** Prompt **
Return only the final portion of the entries: the line with "box: [224, 149, 296, 155]" and every line after it, each one exact.

** The input **
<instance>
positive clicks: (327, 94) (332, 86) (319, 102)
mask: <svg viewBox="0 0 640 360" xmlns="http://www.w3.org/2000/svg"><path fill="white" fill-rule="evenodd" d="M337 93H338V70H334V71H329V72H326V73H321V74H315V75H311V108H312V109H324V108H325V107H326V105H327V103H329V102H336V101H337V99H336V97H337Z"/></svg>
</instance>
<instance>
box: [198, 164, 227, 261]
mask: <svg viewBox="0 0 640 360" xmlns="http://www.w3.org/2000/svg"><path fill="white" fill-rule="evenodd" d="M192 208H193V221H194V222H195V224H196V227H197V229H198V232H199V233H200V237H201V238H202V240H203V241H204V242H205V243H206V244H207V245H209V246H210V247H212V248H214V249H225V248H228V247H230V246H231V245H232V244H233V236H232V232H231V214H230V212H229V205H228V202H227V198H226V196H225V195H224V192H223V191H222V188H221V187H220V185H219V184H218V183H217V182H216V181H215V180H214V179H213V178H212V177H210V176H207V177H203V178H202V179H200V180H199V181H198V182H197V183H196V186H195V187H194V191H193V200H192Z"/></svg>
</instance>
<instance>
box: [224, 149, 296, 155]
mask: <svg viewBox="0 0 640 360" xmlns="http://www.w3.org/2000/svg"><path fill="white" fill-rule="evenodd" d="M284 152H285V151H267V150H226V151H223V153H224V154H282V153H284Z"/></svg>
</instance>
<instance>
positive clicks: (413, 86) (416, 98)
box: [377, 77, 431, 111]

** Expected answer **
box: [224, 149, 296, 155]
mask: <svg viewBox="0 0 640 360" xmlns="http://www.w3.org/2000/svg"><path fill="white" fill-rule="evenodd" d="M284 152H285V151H267V150H226V151H223V153H224V154H282V153H284Z"/></svg>
</instance>
<instance>
positive clicks: (413, 86) (416, 98)
box: [377, 77, 431, 111]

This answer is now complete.